◆ Brief
Images should be left out, and everything else in the listing reproduced exactly.

◆ Input for this task

- - -

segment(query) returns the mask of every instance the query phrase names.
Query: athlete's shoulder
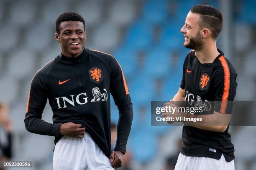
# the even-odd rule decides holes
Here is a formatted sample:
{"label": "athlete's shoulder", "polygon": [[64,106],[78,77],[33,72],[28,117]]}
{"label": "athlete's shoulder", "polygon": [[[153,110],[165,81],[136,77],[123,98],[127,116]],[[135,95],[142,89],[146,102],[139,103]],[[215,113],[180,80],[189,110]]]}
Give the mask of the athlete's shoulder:
{"label": "athlete's shoulder", "polygon": [[111,54],[94,50],[90,50],[90,52],[92,57],[96,57],[100,60],[108,68],[119,65],[117,60]]}
{"label": "athlete's shoulder", "polygon": [[224,55],[218,57],[217,59],[217,62],[215,63],[215,70],[223,72],[228,71],[230,73],[236,74],[231,62]]}
{"label": "athlete's shoulder", "polygon": [[89,50],[91,55],[105,60],[111,60],[114,57],[110,54],[95,50]]}

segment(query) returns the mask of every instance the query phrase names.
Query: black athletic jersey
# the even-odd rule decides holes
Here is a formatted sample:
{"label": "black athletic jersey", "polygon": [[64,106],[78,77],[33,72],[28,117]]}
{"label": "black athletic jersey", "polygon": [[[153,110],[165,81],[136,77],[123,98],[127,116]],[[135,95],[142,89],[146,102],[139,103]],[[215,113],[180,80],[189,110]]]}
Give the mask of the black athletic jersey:
{"label": "black athletic jersey", "polygon": [[[125,153],[133,112],[122,69],[112,55],[84,49],[77,57],[61,54],[39,70],[32,79],[24,120],[29,132],[63,136],[61,124],[79,123],[106,155],[111,149],[111,93],[119,111],[115,150]],[[53,124],[42,120],[48,99]]]}
{"label": "black athletic jersey", "polygon": [[[188,103],[200,100],[233,100],[237,74],[223,52],[218,49],[218,51],[220,54],[211,63],[201,63],[195,50],[187,55],[180,88],[185,90]],[[223,103],[212,106],[214,111],[226,112],[227,106],[225,104],[227,103]],[[228,126],[224,132],[220,132],[184,125],[181,152],[187,156],[216,159],[220,159],[223,154],[227,161],[231,161],[235,158],[234,148],[228,130]]]}

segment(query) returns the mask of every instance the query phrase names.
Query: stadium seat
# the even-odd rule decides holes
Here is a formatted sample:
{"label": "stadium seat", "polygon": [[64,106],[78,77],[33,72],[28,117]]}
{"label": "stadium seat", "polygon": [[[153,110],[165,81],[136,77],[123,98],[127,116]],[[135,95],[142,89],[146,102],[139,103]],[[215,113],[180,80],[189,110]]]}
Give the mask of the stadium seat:
{"label": "stadium seat", "polygon": [[8,73],[13,78],[24,78],[33,72],[36,56],[33,50],[23,49],[16,51],[10,56]]}
{"label": "stadium seat", "polygon": [[152,42],[152,26],[142,20],[137,21],[128,29],[125,40],[129,48],[146,49]]}
{"label": "stadium seat", "polygon": [[[133,1],[118,0],[110,5],[108,22],[116,27],[130,24],[135,17],[136,6]],[[125,8],[123,8],[125,6]]]}
{"label": "stadium seat", "polygon": [[[51,26],[40,24],[33,25],[29,28],[28,36],[25,42],[24,48],[28,49],[33,49],[39,51],[49,46],[50,43],[55,41],[55,27]],[[46,30],[47,30],[46,31]],[[40,40],[35,38],[40,36]],[[38,43],[40,41],[40,43]]]}
{"label": "stadium seat", "polygon": [[18,1],[14,3],[10,9],[10,18],[9,22],[20,26],[25,26],[31,22],[36,13],[34,3],[35,1],[31,0]]}
{"label": "stadium seat", "polygon": [[104,10],[102,0],[82,1],[76,3],[76,12],[84,18],[86,25],[94,27],[101,21]]}
{"label": "stadium seat", "polygon": [[16,26],[11,24],[5,25],[0,28],[2,42],[0,45],[0,50],[7,51],[16,45],[18,40],[18,31]]}
{"label": "stadium seat", "polygon": [[151,25],[160,25],[167,17],[167,0],[151,0],[144,6],[142,20]]}
{"label": "stadium seat", "polygon": [[0,101],[10,104],[17,96],[18,81],[9,75],[0,78]]}

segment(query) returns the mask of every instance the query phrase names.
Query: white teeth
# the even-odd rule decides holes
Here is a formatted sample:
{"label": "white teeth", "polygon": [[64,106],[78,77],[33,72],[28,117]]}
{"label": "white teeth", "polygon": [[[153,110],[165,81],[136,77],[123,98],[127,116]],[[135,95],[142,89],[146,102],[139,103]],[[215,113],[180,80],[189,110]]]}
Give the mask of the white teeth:
{"label": "white teeth", "polygon": [[79,44],[79,42],[72,42],[71,43],[72,45],[78,45]]}

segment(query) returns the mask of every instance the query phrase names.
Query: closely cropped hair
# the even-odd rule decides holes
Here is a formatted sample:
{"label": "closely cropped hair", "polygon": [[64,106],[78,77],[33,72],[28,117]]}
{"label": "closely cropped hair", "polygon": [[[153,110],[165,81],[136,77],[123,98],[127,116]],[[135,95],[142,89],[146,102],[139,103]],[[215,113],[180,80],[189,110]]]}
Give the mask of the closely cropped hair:
{"label": "closely cropped hair", "polygon": [[60,24],[65,21],[80,21],[83,22],[84,29],[85,31],[85,23],[84,20],[80,15],[74,12],[67,12],[61,14],[58,17],[56,22],[56,32],[59,34]]}
{"label": "closely cropped hair", "polygon": [[190,12],[201,15],[199,22],[200,27],[210,29],[212,31],[212,38],[217,39],[223,26],[221,12],[215,8],[206,5],[195,5],[192,7]]}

- - -

◆ Written answer
segment(query) returns the mask of every instance the query phrase names.
Query: athlete's shoulder
# the even-odd rule decides holes
Here is a formatted sample:
{"label": "athlete's shoulder", "polygon": [[64,106],[78,77],[33,72],[28,117]]}
{"label": "athlete's shoulder", "polygon": [[[153,110],[165,81],[136,77],[123,98],[127,116]],[[135,95],[142,89],[146,102],[139,103]],[[215,113],[180,80],[189,110]]]}
Give the mask of the athlete's shoulder:
{"label": "athlete's shoulder", "polygon": [[111,54],[94,50],[90,50],[90,52],[92,57],[96,57],[100,60],[108,68],[119,65],[117,60]]}
{"label": "athlete's shoulder", "polygon": [[224,55],[218,57],[217,59],[217,62],[215,63],[215,70],[223,72],[228,71],[230,73],[236,74],[231,62]]}
{"label": "athlete's shoulder", "polygon": [[89,50],[91,55],[105,60],[111,60],[114,57],[110,54],[95,50]]}

segment(query) returns the mask of every instance the query phrase names.
Query: black athletic jersey
# the even-odd rule decides holes
Here is a formatted sample:
{"label": "black athletic jersey", "polygon": [[64,106],[78,77],[33,72],[28,117]]}
{"label": "black athletic jersey", "polygon": [[[153,110],[165,81],[136,77],[123,98],[127,116]],[[135,95],[142,89],[146,102],[139,103]],[[215,113],[180,80],[189,110]]]}
Give the mask of the black athletic jersey:
{"label": "black athletic jersey", "polygon": [[[125,153],[133,112],[122,69],[112,55],[84,49],[77,57],[61,54],[39,70],[32,79],[24,120],[29,132],[63,136],[61,124],[79,123],[106,155],[111,149],[111,93],[119,111],[115,150]],[[53,124],[42,120],[48,99]]]}
{"label": "black athletic jersey", "polygon": [[[188,103],[200,100],[233,100],[237,74],[223,52],[218,49],[218,51],[220,54],[211,63],[201,63],[195,50],[187,55],[180,88],[185,90]],[[223,103],[212,106],[214,111],[226,112],[227,106],[225,104],[227,103]],[[228,126],[224,132],[220,132],[184,125],[181,152],[187,156],[216,159],[220,159],[223,154],[227,161],[231,161],[235,158],[234,148],[228,130]]]}

segment(query) returns the mask of every instance the query phrase names.
Query: stadium seat
# the even-odd rule decides holes
Here is a formatted sample:
{"label": "stadium seat", "polygon": [[64,106],[78,77],[33,72],[28,117]]}
{"label": "stadium seat", "polygon": [[[153,110],[165,81],[136,77],[123,98],[127,116]],[[135,95],[142,89],[146,102],[139,103]],[[215,113],[180,80],[189,110]]]}
Give the mask of the stadium seat:
{"label": "stadium seat", "polygon": [[8,73],[13,78],[24,78],[33,72],[36,56],[33,50],[23,49],[16,51],[10,56]]}
{"label": "stadium seat", "polygon": [[152,42],[152,26],[142,20],[137,21],[128,29],[125,40],[129,48],[146,49]]}
{"label": "stadium seat", "polygon": [[[133,1],[118,0],[110,5],[108,22],[116,27],[130,24],[135,17],[136,6]],[[125,8],[123,8],[125,6]]]}
{"label": "stadium seat", "polygon": [[[51,26],[40,24],[33,25],[29,28],[28,36],[25,42],[24,48],[28,49],[33,49],[39,51],[49,46],[50,43],[55,41],[55,27]],[[46,30],[47,30],[46,31]],[[40,40],[35,38],[40,36]],[[38,43],[40,41],[40,43]]]}
{"label": "stadium seat", "polygon": [[18,1],[14,3],[10,9],[10,18],[9,22],[20,26],[25,26],[31,22],[36,13],[34,3],[35,1],[31,0]]}
{"label": "stadium seat", "polygon": [[104,10],[102,0],[82,1],[76,3],[76,12],[84,18],[86,25],[94,27],[101,21]]}
{"label": "stadium seat", "polygon": [[16,26],[11,24],[5,25],[0,28],[2,42],[0,45],[0,50],[7,51],[16,45],[18,40],[18,31]]}
{"label": "stadium seat", "polygon": [[151,25],[160,25],[167,17],[167,0],[151,0],[144,6],[142,20]]}
{"label": "stadium seat", "polygon": [[0,101],[10,104],[17,96],[18,81],[9,75],[0,78]]}

segment(query) returns the mask of every instance the query phrase names.
Query: white teeth
# the even-odd rule decides holes
Here is a formatted sample:
{"label": "white teeth", "polygon": [[64,106],[78,77],[33,72],[28,117]]}
{"label": "white teeth", "polygon": [[[153,110],[165,81],[136,77],[123,98],[127,116]],[[135,95],[142,89],[146,102],[139,103]],[[215,113],[180,80],[189,110]]]}
Give the mask of the white teeth:
{"label": "white teeth", "polygon": [[79,44],[79,42],[72,42],[71,43],[72,45],[78,45]]}

segment(query) returns the mask of every instance the query phrase names.
Query: closely cropped hair
# the even-odd rule decides holes
Here is a formatted sample:
{"label": "closely cropped hair", "polygon": [[64,106],[78,77],[33,72],[28,117]]}
{"label": "closely cropped hair", "polygon": [[[153,110],[165,81],[136,77],[123,98],[127,116]],[[135,95],[142,89],[146,102],[139,103]],[[215,113],[180,80],[189,110]]]}
Give the mask of the closely cropped hair:
{"label": "closely cropped hair", "polygon": [[60,24],[65,21],[80,21],[83,22],[84,29],[85,31],[85,23],[84,20],[80,15],[74,12],[67,12],[61,14],[58,17],[56,22],[56,32],[59,34]]}
{"label": "closely cropped hair", "polygon": [[190,12],[201,15],[199,22],[200,27],[210,29],[212,31],[212,38],[217,39],[223,26],[221,12],[215,8],[206,5],[195,5],[192,7]]}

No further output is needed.